**Exercise instructions**
Count the lines in the records below that contain the string "asphalt", treating uppercase and lowercase as different, and give only the number.

**Exercise inputs**
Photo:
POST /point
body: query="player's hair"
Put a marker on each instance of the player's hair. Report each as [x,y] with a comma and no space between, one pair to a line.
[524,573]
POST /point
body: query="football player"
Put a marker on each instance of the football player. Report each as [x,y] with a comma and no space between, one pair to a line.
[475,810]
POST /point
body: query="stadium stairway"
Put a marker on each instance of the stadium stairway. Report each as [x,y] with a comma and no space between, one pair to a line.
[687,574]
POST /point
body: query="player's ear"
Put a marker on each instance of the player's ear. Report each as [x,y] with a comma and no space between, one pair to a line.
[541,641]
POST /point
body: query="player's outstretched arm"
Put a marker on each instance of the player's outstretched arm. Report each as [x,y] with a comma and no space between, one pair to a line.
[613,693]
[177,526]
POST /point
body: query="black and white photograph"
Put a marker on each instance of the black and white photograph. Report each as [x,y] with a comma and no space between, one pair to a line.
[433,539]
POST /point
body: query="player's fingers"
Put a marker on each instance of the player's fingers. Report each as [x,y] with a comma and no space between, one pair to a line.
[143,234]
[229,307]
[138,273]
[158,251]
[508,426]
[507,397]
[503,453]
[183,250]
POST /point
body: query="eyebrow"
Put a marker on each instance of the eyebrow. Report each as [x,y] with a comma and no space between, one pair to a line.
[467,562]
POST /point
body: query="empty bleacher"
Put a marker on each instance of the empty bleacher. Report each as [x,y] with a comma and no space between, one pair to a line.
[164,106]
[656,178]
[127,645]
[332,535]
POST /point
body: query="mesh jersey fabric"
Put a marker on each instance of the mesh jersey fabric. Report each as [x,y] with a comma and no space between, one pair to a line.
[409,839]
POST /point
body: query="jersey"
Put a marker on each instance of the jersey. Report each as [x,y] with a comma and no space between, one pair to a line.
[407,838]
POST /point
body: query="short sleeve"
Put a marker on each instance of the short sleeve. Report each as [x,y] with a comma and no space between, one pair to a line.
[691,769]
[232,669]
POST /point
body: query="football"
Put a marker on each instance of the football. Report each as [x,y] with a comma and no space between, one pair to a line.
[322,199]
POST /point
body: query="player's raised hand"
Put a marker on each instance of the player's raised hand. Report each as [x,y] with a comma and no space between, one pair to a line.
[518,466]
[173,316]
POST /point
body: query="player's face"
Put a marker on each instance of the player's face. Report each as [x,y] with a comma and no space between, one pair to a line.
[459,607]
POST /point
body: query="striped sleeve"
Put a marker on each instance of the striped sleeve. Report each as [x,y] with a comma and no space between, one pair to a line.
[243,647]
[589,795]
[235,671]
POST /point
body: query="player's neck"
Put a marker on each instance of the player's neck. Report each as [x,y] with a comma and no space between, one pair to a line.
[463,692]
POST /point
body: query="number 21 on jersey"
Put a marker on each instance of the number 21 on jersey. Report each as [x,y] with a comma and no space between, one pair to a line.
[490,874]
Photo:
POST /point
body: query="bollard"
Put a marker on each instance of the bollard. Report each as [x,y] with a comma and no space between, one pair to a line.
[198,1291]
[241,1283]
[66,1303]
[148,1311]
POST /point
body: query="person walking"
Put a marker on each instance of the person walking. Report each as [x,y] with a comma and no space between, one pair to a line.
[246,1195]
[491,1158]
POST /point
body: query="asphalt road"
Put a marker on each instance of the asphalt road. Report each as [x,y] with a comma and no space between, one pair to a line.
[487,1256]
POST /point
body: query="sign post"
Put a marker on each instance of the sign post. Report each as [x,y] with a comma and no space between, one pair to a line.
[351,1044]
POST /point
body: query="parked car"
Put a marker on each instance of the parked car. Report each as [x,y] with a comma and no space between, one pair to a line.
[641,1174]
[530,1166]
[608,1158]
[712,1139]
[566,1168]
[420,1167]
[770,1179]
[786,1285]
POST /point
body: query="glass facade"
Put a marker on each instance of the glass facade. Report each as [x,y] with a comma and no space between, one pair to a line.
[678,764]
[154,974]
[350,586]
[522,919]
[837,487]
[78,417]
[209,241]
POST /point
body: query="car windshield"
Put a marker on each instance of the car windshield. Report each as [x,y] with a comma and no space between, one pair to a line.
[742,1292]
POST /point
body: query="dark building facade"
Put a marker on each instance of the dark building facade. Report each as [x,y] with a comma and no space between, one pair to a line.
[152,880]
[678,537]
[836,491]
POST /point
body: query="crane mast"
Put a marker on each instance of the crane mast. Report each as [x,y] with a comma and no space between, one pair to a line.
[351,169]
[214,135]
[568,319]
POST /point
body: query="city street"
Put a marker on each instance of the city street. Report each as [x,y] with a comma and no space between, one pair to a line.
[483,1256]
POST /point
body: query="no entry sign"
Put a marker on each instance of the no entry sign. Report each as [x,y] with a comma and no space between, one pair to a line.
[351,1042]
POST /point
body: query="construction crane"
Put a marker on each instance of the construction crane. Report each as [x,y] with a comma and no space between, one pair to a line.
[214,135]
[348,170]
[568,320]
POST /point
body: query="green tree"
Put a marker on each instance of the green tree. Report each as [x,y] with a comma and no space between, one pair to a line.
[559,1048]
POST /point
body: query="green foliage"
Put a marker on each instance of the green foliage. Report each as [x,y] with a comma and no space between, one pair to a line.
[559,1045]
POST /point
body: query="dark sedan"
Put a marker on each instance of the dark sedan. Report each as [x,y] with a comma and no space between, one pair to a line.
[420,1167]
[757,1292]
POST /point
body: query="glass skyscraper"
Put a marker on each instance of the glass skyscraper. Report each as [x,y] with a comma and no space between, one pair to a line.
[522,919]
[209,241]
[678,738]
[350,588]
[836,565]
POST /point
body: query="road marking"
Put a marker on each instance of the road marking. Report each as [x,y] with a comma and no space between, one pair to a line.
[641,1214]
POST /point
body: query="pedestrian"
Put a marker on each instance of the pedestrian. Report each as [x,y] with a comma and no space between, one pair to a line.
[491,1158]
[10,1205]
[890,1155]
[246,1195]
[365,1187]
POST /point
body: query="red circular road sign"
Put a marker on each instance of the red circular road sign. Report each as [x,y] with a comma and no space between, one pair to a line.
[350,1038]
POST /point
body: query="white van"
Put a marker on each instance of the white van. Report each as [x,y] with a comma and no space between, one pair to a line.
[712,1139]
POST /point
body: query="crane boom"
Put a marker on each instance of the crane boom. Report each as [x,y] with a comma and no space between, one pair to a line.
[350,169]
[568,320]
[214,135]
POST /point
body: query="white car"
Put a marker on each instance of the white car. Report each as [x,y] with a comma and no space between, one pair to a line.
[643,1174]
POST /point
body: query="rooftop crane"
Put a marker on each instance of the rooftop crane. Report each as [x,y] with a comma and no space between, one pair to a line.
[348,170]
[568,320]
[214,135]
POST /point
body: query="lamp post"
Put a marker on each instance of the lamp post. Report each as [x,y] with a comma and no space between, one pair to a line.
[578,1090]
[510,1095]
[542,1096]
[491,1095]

**Answer**
2